(Text segment)
============================================================

It was such a beautiful day that Maigret caught an open-air bus to the precinct and “he had gorged himself on images of a Paris colored like a children’s book.” That lovely mood is soon dashed when Maigret is called to investigate the death of an invalid, but it wasn’t just any old man in a wheelchair. This Corsican had been a central figure in the Parisian underworld and was even a sometime CI to Maigret over the years. The Chief Inspector knows that this is all somehow related to a series of smash and grab robberies that go back twenty years, so he sets about immersing himself in the case and it’s seemingly unrelated cast of players. As the case progresses, there are more questions than answers, going all the way back to a tragic incident at Douai in WWII.

============================================================

(Data)
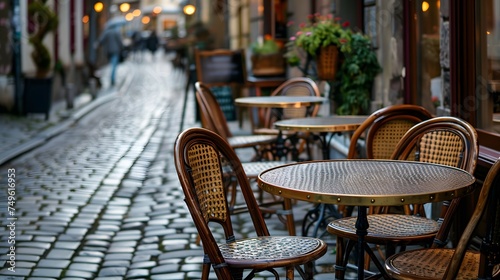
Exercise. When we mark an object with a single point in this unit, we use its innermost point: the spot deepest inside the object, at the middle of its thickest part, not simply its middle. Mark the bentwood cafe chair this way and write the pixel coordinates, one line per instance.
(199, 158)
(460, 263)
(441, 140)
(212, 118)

============================================================

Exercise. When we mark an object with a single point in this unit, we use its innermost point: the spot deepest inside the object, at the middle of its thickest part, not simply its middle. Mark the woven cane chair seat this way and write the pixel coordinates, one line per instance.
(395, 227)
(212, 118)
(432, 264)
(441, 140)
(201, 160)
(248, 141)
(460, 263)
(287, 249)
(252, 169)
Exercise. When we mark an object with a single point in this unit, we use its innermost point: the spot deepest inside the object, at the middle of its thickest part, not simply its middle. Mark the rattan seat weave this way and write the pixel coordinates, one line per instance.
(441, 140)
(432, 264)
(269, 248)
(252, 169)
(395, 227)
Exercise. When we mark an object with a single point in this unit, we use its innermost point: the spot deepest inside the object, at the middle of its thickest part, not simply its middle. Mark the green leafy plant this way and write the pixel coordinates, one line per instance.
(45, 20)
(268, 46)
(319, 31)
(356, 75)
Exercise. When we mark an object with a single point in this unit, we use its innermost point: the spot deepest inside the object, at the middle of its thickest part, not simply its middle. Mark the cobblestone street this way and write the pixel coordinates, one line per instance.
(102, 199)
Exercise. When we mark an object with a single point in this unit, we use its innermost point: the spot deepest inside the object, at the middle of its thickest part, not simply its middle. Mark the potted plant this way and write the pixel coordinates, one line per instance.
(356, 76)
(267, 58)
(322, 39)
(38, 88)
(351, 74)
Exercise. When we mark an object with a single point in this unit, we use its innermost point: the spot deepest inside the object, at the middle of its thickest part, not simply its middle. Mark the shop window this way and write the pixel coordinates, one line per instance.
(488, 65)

============================================================

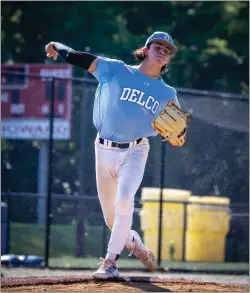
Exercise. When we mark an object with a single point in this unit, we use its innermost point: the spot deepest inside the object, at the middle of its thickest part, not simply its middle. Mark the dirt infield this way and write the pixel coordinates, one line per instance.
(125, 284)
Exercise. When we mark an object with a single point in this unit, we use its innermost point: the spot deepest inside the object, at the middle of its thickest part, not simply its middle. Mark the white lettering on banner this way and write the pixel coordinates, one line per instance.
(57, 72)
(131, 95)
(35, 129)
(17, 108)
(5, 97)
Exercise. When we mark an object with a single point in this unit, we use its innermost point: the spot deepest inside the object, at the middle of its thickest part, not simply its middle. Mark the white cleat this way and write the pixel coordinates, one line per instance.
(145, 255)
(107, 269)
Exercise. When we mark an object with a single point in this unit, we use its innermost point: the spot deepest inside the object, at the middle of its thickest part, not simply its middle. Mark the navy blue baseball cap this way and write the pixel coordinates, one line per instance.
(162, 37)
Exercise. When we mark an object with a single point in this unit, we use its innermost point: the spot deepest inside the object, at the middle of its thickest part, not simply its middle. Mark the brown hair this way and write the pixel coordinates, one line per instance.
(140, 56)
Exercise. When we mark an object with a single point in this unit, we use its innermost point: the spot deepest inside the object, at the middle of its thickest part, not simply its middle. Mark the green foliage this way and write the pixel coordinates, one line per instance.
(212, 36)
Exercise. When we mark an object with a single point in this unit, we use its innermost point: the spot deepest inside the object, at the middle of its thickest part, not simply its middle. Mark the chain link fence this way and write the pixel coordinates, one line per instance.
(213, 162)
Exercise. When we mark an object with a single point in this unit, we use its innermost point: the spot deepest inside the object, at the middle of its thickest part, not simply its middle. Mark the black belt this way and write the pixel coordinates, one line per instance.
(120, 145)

============================================================

(Study questions)
• A. Retype the Maigret summary word for word, from "It was such" to "Douai in WWII.".
• B. Extend the Maigret summary, beginning after its last sentence.

(Answers per task)
• A.
It was such a beautiful day that Maigret caught an open-air bus to the precinct and “he had gorged himself on images of a Paris colored like a children’s book.” That lovely mood is soon dashed when Maigret is called to investigate the death of an invalid, but it wasn’t just any old man in a wheelchair. This Corsican had been a central figure in the Parisian underworld and was even a sometime CI to Maigret over the years. The Chief Inspector knows that this is all somehow related to a series of smash and grab robberies that go back twenty years, so he sets about immersing himself in the case and it’s seemingly unrelated cast of players. As the case progresses, there are more questions than answers, going all the way back to a tragic incident at Douai in WWII.

• B.
And through it all, that thoughtful, crystalline prose:
“In his semi-consciousness, all his fears became like the notes of a muted, tragic symphony, the latent fears we drag behind us to the end: acute fear that makes us scream; fear we laugh about when it’s over; fear of accidents, disease, policemen; fear of people, of what they say, of what they think, of the looks they give us when they go by.”
More than once someone asks him what he thinks about the case and who might be responsible and every time he says “I think nothing”, the perfect distillation of his method. Like trying to see the image in one of those “magic eye” pictures, he thinks in no particular direction, just relaxes and settles into the milieu until it all comes into focus.